____ DATA PROVIDED

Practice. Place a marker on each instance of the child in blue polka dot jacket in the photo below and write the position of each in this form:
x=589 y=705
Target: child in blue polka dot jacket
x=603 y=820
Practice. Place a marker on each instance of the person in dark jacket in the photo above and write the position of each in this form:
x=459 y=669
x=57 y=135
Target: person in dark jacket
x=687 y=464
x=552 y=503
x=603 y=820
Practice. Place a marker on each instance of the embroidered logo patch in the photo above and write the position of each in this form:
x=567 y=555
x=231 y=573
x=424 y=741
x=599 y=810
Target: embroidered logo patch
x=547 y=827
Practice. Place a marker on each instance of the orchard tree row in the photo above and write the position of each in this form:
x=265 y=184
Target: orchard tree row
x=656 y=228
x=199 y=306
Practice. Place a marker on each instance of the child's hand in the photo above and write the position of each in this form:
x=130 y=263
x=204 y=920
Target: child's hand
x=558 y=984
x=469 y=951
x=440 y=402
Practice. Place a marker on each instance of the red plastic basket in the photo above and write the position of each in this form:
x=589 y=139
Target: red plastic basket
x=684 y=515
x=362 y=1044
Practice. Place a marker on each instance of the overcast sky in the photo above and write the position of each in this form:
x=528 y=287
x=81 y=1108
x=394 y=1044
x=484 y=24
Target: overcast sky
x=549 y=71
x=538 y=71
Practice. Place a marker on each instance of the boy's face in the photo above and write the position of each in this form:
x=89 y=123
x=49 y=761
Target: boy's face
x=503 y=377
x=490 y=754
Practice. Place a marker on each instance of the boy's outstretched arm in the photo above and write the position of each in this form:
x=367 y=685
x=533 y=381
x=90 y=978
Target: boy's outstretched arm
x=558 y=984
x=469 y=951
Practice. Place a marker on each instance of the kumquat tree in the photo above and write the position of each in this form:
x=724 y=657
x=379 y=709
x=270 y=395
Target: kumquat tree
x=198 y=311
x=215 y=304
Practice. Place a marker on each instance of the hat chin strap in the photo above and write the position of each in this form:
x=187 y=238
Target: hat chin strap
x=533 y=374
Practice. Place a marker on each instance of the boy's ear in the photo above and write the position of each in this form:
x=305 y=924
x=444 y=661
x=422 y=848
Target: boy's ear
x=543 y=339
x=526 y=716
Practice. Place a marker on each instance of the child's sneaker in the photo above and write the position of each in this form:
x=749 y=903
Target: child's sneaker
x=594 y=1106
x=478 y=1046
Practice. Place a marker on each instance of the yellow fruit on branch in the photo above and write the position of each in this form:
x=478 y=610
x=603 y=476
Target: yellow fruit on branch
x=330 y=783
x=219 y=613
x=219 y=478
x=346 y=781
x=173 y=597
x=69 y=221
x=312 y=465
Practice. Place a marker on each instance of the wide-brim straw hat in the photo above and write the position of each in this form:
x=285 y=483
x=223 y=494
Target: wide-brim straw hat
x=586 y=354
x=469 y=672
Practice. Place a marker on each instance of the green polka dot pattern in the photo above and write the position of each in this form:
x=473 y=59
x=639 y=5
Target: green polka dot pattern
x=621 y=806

________

### EXERCISE TASK
Copy all of the data above, line by line, without changing anything.

### RESULT
Practice. Place a marker on each instance of the child in blue polka dot jacket in the photo below and write the position of each in this form:
x=589 y=705
Target: child in blue polka dot jacket
x=603 y=820
Practice. Place a marker on each instance of the person in dark jacket in the photo above and write the position of each in this form:
x=459 y=669
x=57 y=135
Target: person in dark jacket
x=687 y=464
x=552 y=503
x=603 y=820
Practice. Place a marker on each instance of the embroidered logo patch in the photo above and write the position of each in this form:
x=567 y=555
x=231 y=573
x=424 y=741
x=599 y=810
Target: embroidered logo patch
x=547 y=827
Practice. Place a marker on each instance of the orchard tree row in the photo above and write the position of each in this form:
x=265 y=184
Target: orchard tree row
x=656 y=228
x=199 y=306
Practice. Place a marker on each instance of the child's hand in the photo above and write the position of each in this form:
x=130 y=263
x=204 y=920
Target: child's hand
x=558 y=984
x=469 y=951
x=440 y=402
Practice. Place a marker on each instance of the red plastic basket in the photo above and write the position of each in this form:
x=589 y=139
Target: red plastic basket
x=684 y=515
x=362 y=1044
Practice. Place a marker on each instance of the overcast sky in the photo above and write the position of each in this form:
x=528 y=287
x=81 y=1108
x=394 y=1044
x=484 y=24
Target: overcast sky
x=549 y=71
x=538 y=71
Practice. Place a marker on each instance of the boy's face in the photo above and write the position of each in this form:
x=89 y=123
x=49 y=761
Target: boy's face
x=503 y=377
x=490 y=754
Practice. Place a marker on each instance of the boy's outstretched arm in the photo above and write the position of each in this form:
x=367 y=685
x=533 y=381
x=90 y=978
Target: boy's outstretched arm
x=558 y=984
x=469 y=951
Practice. Place a marker on each instance of the kumquat tree in the photo above and write the position of each in this form:
x=724 y=657
x=379 y=709
x=270 y=395
Target: kumquat tree
x=198 y=311
x=215 y=304
Practice. Place a marker on each instance of the hat chin strap in the photo above and write the position of each in this form:
x=187 y=238
Target: hat chin strap
x=533 y=374
Practice. Place a marker on each instance of the boy's ear in the photo above and write the position of each in this form:
x=305 y=924
x=444 y=661
x=422 y=848
Target: boy's ear
x=543 y=339
x=526 y=716
Practice. Place a marker on each instance of the child's sneaker in the photo above and write the position of each in this form:
x=749 y=903
Target: child's sneaker
x=594 y=1106
x=478 y=1046
Practice. Place a marker on each instance of the yellow fruit on branch in the photo above and write the position of each in this form:
x=478 y=610
x=603 y=476
Target: yellow fruit on branch
x=330 y=783
x=219 y=613
x=219 y=478
x=346 y=781
x=173 y=597
x=69 y=221
x=312 y=465
Practice. Place a marker on each instance of the wide-brim straw hat in the photo above and write the position of each in this form:
x=285 y=483
x=223 y=494
Target: wide-brim straw hat
x=586 y=354
x=469 y=672
Practice. Place a marker on each instance of the green polka dot pattern in the photo above and write the position of each in this form:
x=473 y=59
x=639 y=5
Target: green polka dot pattern
x=621 y=806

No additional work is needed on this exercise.